Input:

——

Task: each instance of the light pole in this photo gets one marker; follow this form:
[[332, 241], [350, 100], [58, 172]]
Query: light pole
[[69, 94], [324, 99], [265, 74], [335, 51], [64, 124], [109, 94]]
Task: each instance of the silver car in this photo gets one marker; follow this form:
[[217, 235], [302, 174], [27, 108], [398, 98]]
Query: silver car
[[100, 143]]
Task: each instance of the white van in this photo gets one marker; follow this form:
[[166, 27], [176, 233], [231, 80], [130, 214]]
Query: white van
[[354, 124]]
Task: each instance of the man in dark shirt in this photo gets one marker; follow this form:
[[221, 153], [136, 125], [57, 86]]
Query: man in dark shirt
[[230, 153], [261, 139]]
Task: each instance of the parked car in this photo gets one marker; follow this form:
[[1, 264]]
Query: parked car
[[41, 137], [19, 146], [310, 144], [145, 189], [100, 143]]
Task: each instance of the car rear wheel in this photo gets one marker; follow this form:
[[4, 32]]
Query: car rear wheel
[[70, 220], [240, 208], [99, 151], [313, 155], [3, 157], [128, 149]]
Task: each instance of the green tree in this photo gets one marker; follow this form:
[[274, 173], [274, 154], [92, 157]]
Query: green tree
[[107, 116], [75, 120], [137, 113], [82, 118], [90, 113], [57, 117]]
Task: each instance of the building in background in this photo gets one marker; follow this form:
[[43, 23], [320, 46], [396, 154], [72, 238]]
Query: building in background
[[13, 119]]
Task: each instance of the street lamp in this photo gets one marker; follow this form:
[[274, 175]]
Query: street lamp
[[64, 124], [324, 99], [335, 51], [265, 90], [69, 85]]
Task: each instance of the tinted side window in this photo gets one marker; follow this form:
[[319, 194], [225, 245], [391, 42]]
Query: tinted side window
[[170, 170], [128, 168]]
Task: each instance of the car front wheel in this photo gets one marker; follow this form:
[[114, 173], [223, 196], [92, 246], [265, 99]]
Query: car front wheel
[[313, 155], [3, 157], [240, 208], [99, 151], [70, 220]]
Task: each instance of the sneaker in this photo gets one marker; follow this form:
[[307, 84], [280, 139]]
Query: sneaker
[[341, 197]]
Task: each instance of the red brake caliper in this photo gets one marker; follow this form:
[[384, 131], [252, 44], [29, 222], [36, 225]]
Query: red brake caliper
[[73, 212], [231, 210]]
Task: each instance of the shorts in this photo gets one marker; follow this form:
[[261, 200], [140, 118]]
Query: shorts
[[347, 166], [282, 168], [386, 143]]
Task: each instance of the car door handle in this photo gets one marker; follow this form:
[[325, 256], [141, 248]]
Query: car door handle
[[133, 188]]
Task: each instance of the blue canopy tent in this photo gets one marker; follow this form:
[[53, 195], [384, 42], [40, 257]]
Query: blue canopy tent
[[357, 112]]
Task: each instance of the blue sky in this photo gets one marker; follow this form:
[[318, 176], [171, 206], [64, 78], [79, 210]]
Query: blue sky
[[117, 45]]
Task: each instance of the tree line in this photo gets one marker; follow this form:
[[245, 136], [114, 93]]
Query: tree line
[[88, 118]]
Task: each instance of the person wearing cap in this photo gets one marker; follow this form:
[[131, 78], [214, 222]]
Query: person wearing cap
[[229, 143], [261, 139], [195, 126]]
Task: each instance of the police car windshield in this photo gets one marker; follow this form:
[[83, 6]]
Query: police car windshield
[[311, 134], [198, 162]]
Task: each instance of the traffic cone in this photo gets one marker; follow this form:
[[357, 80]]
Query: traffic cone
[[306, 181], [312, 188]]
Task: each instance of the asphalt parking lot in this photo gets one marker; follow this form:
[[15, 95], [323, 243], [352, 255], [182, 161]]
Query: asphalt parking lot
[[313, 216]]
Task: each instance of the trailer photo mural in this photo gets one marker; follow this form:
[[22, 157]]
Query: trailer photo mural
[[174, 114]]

——

The request: Copy every one of the records above verbatim, keeping each line in its original order.

Written response:
Task: each instance of the light pole in this photo gets one marker; follow this form:
[[332, 241], [350, 100], [58, 172]]
Query: light pole
[[69, 94], [324, 99], [265, 74], [335, 51], [64, 124], [109, 94]]
Task: each instance of the silver car in this photo gets one marker; follow this form:
[[217, 235], [302, 174], [27, 108], [398, 98]]
Query: silver car
[[100, 143]]
Task: each instance of the white van in this photo gets one marker; follow this form:
[[166, 27], [176, 233], [231, 80], [130, 214]]
Query: white van
[[354, 124]]
Task: each instance of the man in dark shirt in this photo gets one marker; follow this form:
[[221, 153], [136, 125], [57, 86]]
Query: man in dark shirt
[[230, 153], [261, 139]]
Task: each instance of the parked car in this photo gets one marker; follow this form:
[[1, 264]]
Query: parked car
[[41, 137], [19, 146], [310, 144], [145, 189], [100, 143]]
Task: each instance of the car rear wheel in this photo gets one marker; follow this form:
[[4, 32]]
Query: car rear wheel
[[70, 220], [240, 208], [99, 151], [313, 155], [3, 157], [128, 149]]
Task: each instance of the green tree in this photo gets one marker; follow this form:
[[274, 173], [274, 154], [92, 157]]
Query: green tree
[[107, 116], [75, 120], [137, 113], [82, 118], [90, 113], [57, 117]]
Task: each instance of the building in background in this photo gets one marker; follow this form:
[[43, 23], [320, 46], [396, 154], [72, 238]]
Query: building in background
[[13, 119]]
Task: each instance of the street lamp in this photo gets one marker; follow this form:
[[274, 175]]
Query: street lamp
[[64, 124], [324, 99], [335, 51], [265, 90], [69, 85]]
Task: each instance of the tinted side window in this photo gets one marker; follow this form:
[[319, 194], [225, 245], [391, 42]]
Query: tinted side window
[[170, 170], [128, 168]]
Task: each instance of the car front wheel in this photo gets one marker; follow this form:
[[114, 173], [223, 196], [92, 246], [265, 99]]
Query: car front wheel
[[313, 155], [3, 157], [240, 208], [99, 151], [70, 220]]
Task: each instance of the sneaker in this photo gets one marker; follow this form:
[[307, 84], [280, 139]]
Query: sneaker
[[341, 197]]
Task: each instance of the red brake caliper in this photo gets one marker; follow this form:
[[384, 131], [252, 44], [29, 222], [36, 225]]
Query: red brake caliper
[[73, 212], [231, 210]]
Task: each instance of the shorts in this photo gets one marker; follow this form:
[[261, 200], [140, 118]]
Query: shorts
[[347, 166], [282, 168], [386, 143]]
Task: each instance of the car door handle in this photo gets one marker; follow this form:
[[325, 256], [141, 248]]
Query: car door handle
[[133, 188]]
Task: each instance of the blue canopy tent in this photo gets one marker; follow this form:
[[53, 195], [384, 42], [40, 257]]
Query: blue canopy tent
[[357, 112]]
Task: each instance of the blue sky in this photo gets one marker; follow this form:
[[318, 176], [171, 206], [64, 78], [79, 210]]
Query: blue sky
[[117, 45]]
Task: each instance of the tree line in this photo gets one marker; follow this form:
[[245, 136], [114, 93]]
Query: tree line
[[88, 118]]
Task: each instance of the person wearing cap in this photo gets one marker; follow this form:
[[131, 78], [214, 222]]
Query: person wearing cap
[[229, 143], [261, 139], [195, 126]]
Task: each instance of the police car windshield in this photo gets one marker; follow this form:
[[83, 6]]
Query: police car windshield
[[311, 134], [198, 162]]
Task: each instance of the traffic cone in this photo gets one marker; follow this form:
[[357, 80]]
Query: traffic cone
[[306, 181], [312, 188]]
Task: each instance of the asphalt parking lot in this photo gets one marker; follow this form:
[[15, 95], [323, 243], [352, 255], [182, 161]]
Query: asphalt parking lot
[[313, 216]]
Task: each instance of the trailer photo mural in this photo gets one marker; follow this form:
[[22, 157]]
Query: trailer photo mural
[[174, 114]]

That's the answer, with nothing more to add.